*** SUPPLIED DATA ***
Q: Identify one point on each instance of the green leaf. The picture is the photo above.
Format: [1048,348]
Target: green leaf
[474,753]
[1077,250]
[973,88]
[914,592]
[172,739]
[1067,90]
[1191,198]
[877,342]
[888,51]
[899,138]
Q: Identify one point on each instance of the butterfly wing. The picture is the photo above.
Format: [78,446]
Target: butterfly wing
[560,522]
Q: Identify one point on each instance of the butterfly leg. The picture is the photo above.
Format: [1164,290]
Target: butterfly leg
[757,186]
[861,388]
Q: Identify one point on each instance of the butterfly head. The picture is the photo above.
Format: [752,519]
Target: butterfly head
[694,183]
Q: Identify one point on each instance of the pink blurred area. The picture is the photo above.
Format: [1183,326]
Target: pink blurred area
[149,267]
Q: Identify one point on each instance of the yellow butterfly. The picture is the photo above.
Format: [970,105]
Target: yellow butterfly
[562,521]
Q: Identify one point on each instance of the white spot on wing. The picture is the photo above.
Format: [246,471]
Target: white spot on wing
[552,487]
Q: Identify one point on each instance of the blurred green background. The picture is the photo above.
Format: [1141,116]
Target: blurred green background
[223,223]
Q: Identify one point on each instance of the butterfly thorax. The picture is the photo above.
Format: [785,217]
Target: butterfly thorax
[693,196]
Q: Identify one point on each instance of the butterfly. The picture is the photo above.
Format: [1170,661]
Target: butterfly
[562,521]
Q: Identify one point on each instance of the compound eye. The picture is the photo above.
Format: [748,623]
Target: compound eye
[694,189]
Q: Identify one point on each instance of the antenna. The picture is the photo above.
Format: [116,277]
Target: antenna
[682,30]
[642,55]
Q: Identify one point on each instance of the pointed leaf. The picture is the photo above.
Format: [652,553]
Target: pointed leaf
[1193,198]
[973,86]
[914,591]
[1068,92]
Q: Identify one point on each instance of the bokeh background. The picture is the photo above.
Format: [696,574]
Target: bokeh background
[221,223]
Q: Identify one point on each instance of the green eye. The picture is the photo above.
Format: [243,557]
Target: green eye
***
Would you repeat each of the lines above exactly?

Q: Identify one point on each instance of the green leaf. The picture is the photo above.
Format: [1048,348]
Target: green leaf
[474,753]
[1077,250]
[973,88]
[914,592]
[172,739]
[1067,90]
[1191,198]
[877,342]
[888,51]
[899,138]
Q: Identify one point on each instance of the butterfly wing. The picture is the photo above.
Format: [78,446]
Target: butterfly wing
[560,522]
Q: Identify one point on each instance of the butterfly leg. The picture is the photo above.
Format: [1164,290]
Target: butterfly leg
[757,186]
[861,388]
Q: Identify one point on each instance of the butterfly head. The picture is the photo above.
Format: [752,519]
Target: butterfly head
[694,183]
Q: Identify one point on each instance of the pink blurred area. The picture is the photo above.
Format: [1183,326]
Target: pink blurred area
[149,267]
Q: Identify one point on each instance of the yellow butterfly. The picture is the photo above.
Format: [970,105]
Target: yellow butterfly
[562,521]
Q: Identify one point on each instance of the white spot on wing. The picture is the photo above.
Format: [246,471]
Target: white spot on wing
[552,487]
Q: Identify one point on each instance of the blurred green background. The picture is the photo above.
Format: [1141,116]
Target: blurred green background
[223,223]
Q: Identify one point on each instance of the butterfly thorax. The picture is the photo above.
Format: [785,217]
Target: butterfly thorax
[693,196]
Q: Identify one point on each instance of the butterfly. The picture is the photo above.
Format: [1170,661]
Target: butterfly
[562,521]
Q: Identify one point on each instance of the compound eye. The picture is the photo above.
Format: [748,623]
Target: compound eye
[694,189]
Q: Identify one point on each instance of the antenna. The picture is the photo above.
Format: [116,277]
Target: antenna
[682,30]
[642,55]
Q: Identify one point on each instance of the pointed leaf. The picture is the photo above.
Format: [652,553]
Target: pointed leaf
[1193,198]
[973,86]
[914,591]
[1068,92]
Q: Identify one point on each instance of the bokeh background. The picture is the photo above.
Format: [696,574]
Target: bokeh background
[221,223]
Q: Identify one point on each instance of the green eye. The picture is the photo above.
Format: [243,557]
Target: green eye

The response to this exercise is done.